The arched mask is echoed in the last of the four shots, by actual arches in the set. One pair of arches is nested, and in turn are viewed from within the arched mask. The composition is beautiful and original.

The hero is introduced in a shot that shows him next to the shadow of another person on the wall. This shadow moves a bit, and seems "alive".

A silhouette formed by a man within shower curtains is also notable.

The IMDB commentator "Cineanalyst" points out that Svengali enters two shots in mirrors, before he is seen directly. These are both shots in which heroine Trilby sees him. This gives Svengali a strange atmosphere. His final shot at the end also shows him in the mirror, with his disciple Gecko looking on.


In addition to the shots with arched masks, other beautiful shots in Trilby contain curves: All of these shots are striking. I would have liked more trains. This shot was perhaps taken at a real life train station, and recalls the documentary scenes that fill Alias Jimmy Valentine.

Repeated Rectangle Compositions

A number of shots are composed out of that Tourneur favorite, "repeated and nested rectangles": Trilby has perhaps fewer such shots than some other Tourneur movies.

Multi-Focus Shots

The betrothal dinner is full of guests, all in lively activity. It is very hard to focus one's eyes on any one of them. Such multi-focus shots were not uncommon in films of the 1910's. They have tended to be less frequent in later films (although I cannot document this), because, one suspects, directors realized that audiences found them a bit confusing.

The dinner table is seen from different perspectives, from both ends of the room.

The dancing after the dinner also approaches multi-focus overload.

The tour-shot-with-masked-top, showing what looks like a grungy farmer's market or fair, is also startlingly rich in detail.

By contrast, the spectacular shots in the theater at the end are easy to follow. They are indeed richly staged, mixing people on-stage and in the audience. This sequence is one of the high points of the film. The staging shows many types of typical crowd behavior in a theater, such as the way people move in and out during intermission. Tourneur also gets mileage out of the stagehands pulling the stage curtains: this might be a simple form of the Kinetic Architecture found in other Tourneur.

The betrothal party takes place at Christmas, and the studio is covered with ivy leaves. This recalls the numerous flowers in the restaurant at the start of Wax Figures. The theater stage also has a potted palm on the left hand side.

#### [Things to do]
1. Answer these questions from the notes on Trilby:
(a) According to the IMDB commentator "Cineanalyst," where does Svengali appear in two shots before he is seen directly?
(b) At what time of year does the betrothal party take place?
(c) What stands on the left-hand side of the theater stage?
2. Retype the notes on Trilby from "A silhouette formed" to "Alias Jimmy Valentine.".
The rows have nothing to do with the notes on Trilby.

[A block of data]
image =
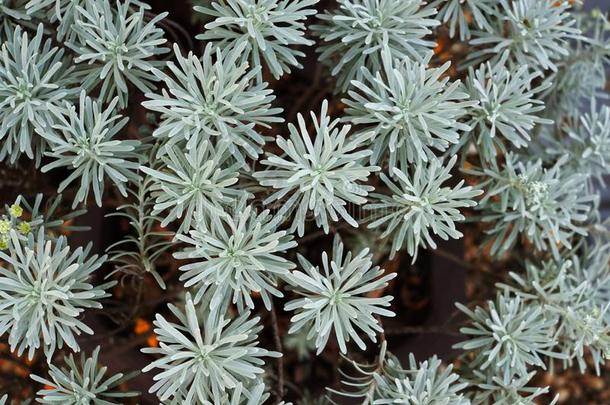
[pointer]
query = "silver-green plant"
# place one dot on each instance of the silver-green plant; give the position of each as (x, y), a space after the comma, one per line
(419, 206)
(545, 205)
(585, 139)
(82, 383)
(335, 301)
(193, 185)
(269, 30)
(536, 33)
(413, 110)
(510, 336)
(236, 254)
(508, 107)
(34, 75)
(116, 46)
(211, 99)
(205, 356)
(322, 176)
(44, 287)
(355, 35)
(83, 140)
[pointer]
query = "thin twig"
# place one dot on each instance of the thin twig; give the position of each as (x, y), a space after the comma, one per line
(280, 361)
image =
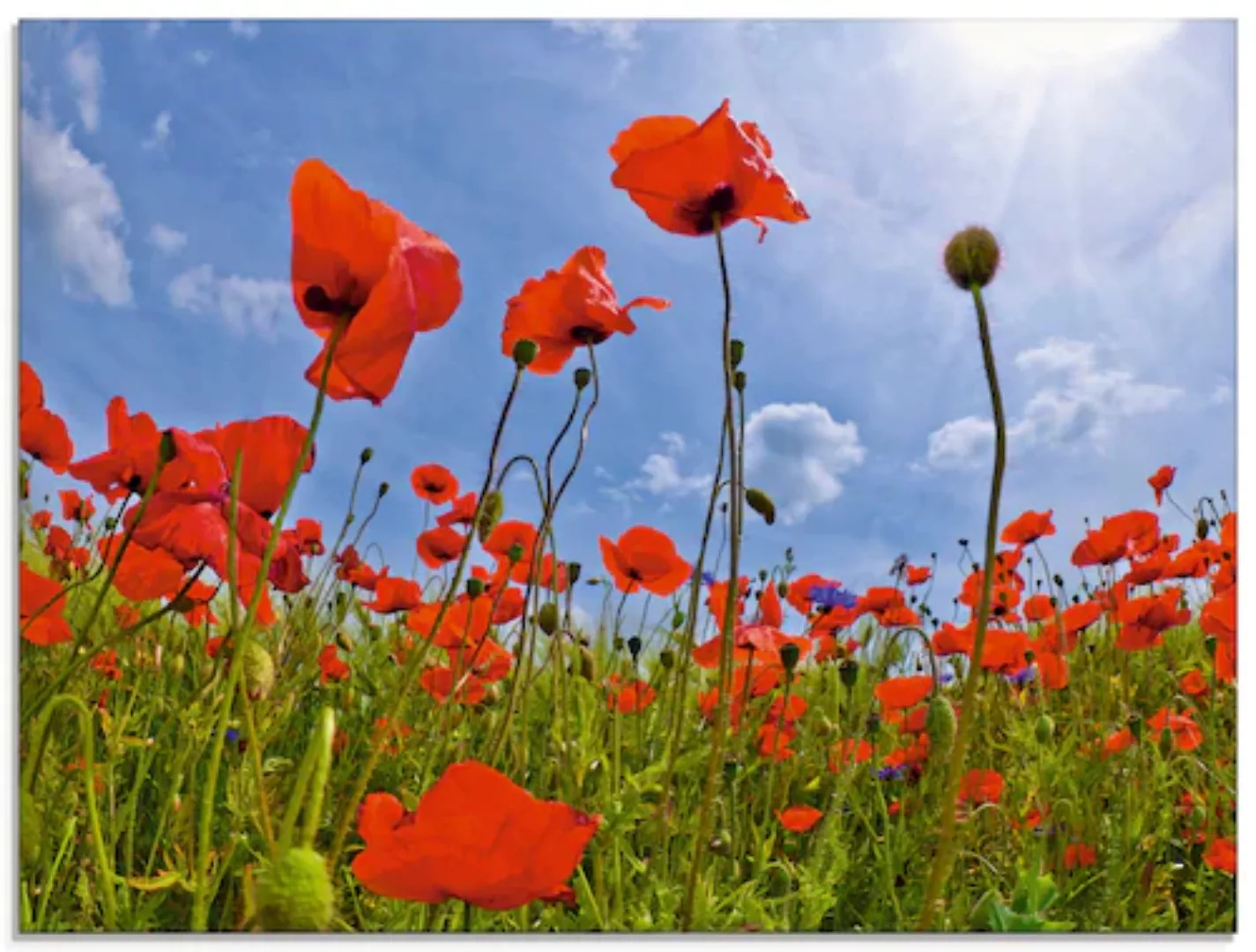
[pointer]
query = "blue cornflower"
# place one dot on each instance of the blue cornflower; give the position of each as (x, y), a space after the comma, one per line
(833, 597)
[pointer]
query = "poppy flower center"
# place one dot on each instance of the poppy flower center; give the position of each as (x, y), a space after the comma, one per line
(701, 213)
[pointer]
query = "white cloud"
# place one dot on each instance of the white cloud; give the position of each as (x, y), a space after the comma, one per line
(166, 239)
(87, 77)
(795, 452)
(1081, 404)
(245, 304)
(620, 35)
(245, 29)
(161, 130)
(83, 212)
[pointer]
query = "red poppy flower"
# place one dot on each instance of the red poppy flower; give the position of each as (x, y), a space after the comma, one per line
(644, 558)
(440, 546)
(473, 837)
(1028, 528)
(395, 596)
(799, 819)
(568, 309)
(1161, 480)
(271, 447)
(981, 786)
(903, 692)
(683, 175)
(360, 265)
(435, 484)
(35, 591)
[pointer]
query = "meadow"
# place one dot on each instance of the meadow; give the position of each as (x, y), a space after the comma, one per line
(231, 720)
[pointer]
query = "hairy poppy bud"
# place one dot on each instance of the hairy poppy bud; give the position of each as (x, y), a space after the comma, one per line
(789, 657)
(525, 352)
(259, 671)
(32, 830)
(762, 504)
(1045, 729)
(294, 895)
(940, 725)
(972, 257)
(546, 618)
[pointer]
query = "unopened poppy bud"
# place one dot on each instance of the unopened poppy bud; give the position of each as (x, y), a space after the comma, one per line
(789, 657)
(850, 672)
(294, 893)
(259, 671)
(762, 504)
(972, 257)
(546, 618)
(525, 352)
(1044, 730)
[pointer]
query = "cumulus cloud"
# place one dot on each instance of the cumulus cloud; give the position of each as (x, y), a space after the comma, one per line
(82, 210)
(797, 452)
(87, 76)
(245, 304)
(1081, 402)
(166, 239)
(161, 130)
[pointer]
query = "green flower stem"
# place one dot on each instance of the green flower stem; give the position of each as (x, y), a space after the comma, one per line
(943, 858)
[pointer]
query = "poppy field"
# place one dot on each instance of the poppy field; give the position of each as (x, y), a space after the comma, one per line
(231, 718)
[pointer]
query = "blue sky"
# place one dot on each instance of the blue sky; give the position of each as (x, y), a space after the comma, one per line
(154, 242)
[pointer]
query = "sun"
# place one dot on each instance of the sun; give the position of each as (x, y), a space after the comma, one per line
(1055, 47)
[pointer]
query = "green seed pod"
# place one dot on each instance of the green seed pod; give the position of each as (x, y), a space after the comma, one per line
(762, 504)
(295, 893)
(32, 830)
(259, 671)
(548, 618)
(525, 352)
(1045, 729)
(940, 725)
(972, 257)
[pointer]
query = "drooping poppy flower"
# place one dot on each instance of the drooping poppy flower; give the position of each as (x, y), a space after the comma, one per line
(903, 692)
(981, 786)
(799, 819)
(271, 449)
(34, 593)
(1161, 480)
(473, 837)
(434, 482)
(395, 596)
(628, 697)
(683, 175)
(568, 309)
(1028, 528)
(360, 266)
(644, 558)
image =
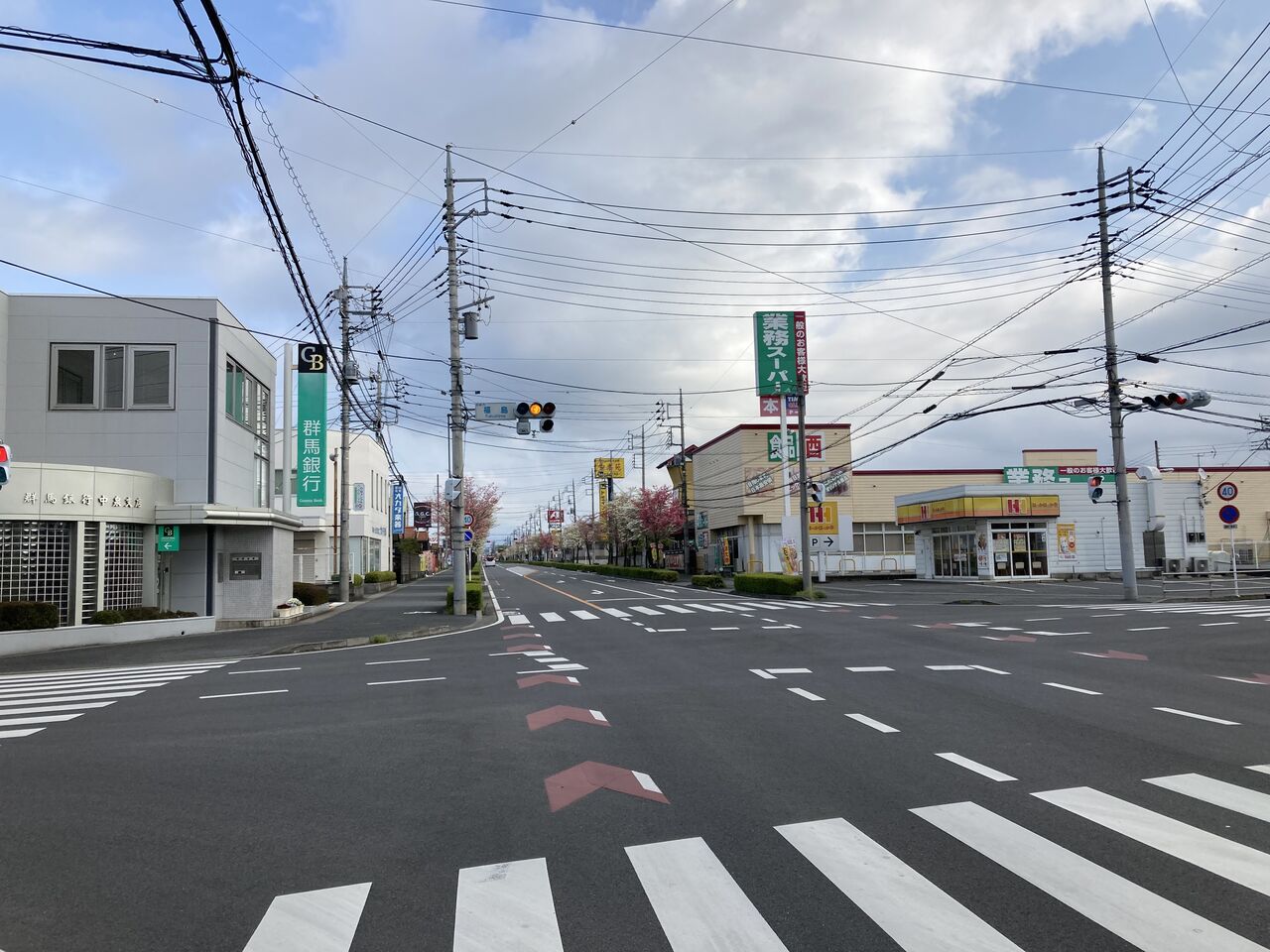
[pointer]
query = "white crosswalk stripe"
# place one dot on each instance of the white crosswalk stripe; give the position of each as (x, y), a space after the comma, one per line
(699, 906)
(44, 697)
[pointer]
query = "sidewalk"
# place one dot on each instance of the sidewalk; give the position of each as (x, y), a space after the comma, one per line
(416, 608)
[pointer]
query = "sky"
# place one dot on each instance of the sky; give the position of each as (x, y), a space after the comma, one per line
(663, 189)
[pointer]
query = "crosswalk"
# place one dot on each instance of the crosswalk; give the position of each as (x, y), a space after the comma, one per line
(699, 906)
(747, 608)
(31, 703)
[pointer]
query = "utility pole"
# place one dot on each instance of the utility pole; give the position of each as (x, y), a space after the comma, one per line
(457, 548)
(1128, 567)
(345, 385)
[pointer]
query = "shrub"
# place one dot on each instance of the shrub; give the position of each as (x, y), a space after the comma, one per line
(474, 598)
(310, 594)
(18, 616)
(767, 584)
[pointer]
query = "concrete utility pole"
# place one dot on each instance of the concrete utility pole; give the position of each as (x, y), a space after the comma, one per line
(1128, 567)
(457, 548)
(345, 385)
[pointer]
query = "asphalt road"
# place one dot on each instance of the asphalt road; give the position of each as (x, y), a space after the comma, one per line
(667, 777)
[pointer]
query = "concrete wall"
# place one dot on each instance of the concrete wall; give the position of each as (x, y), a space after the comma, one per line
(19, 643)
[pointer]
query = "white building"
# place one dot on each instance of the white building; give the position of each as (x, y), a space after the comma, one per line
(123, 416)
(370, 546)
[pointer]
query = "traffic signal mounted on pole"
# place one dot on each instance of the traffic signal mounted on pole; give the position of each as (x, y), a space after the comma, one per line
(535, 411)
(1178, 400)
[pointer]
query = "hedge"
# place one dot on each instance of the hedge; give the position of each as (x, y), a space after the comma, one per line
(19, 616)
(767, 584)
(475, 593)
(624, 571)
(310, 594)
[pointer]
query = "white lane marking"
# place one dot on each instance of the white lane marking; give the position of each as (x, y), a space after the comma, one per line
(1198, 717)
(1120, 906)
(506, 906)
(322, 920)
(59, 698)
(698, 901)
(146, 669)
(808, 694)
(992, 774)
(889, 892)
(645, 782)
(55, 708)
(264, 670)
(1222, 857)
(1069, 687)
(41, 719)
(875, 725)
(1230, 796)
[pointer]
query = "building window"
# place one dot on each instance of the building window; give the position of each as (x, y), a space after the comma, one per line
(112, 376)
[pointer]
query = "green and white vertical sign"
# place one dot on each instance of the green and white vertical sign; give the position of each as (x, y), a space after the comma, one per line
(780, 352)
(312, 425)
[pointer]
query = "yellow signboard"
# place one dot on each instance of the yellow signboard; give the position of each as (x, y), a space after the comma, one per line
(966, 507)
(822, 518)
(611, 466)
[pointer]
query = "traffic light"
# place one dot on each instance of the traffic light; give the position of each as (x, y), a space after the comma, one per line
(540, 412)
(1178, 400)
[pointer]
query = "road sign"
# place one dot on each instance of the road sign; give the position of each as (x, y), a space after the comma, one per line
(168, 538)
(822, 520)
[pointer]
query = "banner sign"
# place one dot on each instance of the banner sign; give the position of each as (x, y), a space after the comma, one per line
(312, 425)
(398, 509)
(1019, 475)
(422, 516)
(612, 467)
(780, 353)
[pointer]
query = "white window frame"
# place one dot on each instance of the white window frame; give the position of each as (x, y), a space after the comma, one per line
(98, 350)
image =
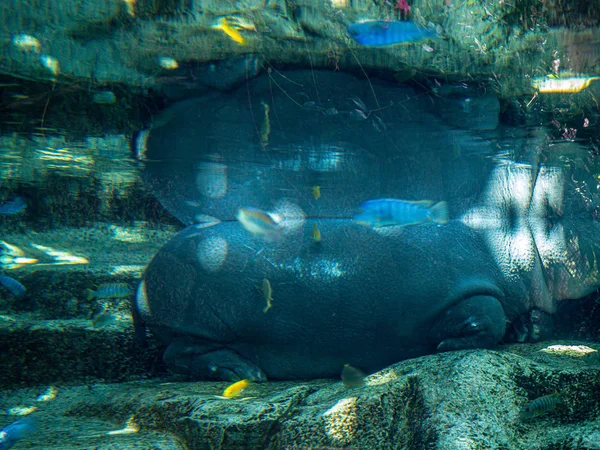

#### [Answers to the tasks]
1.
(a) In mirrors.
(b) At Christmas.
(c) A potted palm.

2.
A silhouette formed by a man within shower curtains is also notable.

The IMDB commentator "Cineanalyst" points out that Svengali enters two shots in mirrors, before he is seen directly. These are both shots in which heroine Trilby sees him. This gives Svengali a strange atmosphere. His final shot at the end also shows him in the mirror, with his disciple Gecko looking on.


In addition to the shots with arched masks, other beautiful shots in Trilby contain curves: All of these shots are striking. I would have liked more trains. This shot was perhaps taken at a real life train station, and recalls the documentary scenes that fill Alias Jimmy Valentine.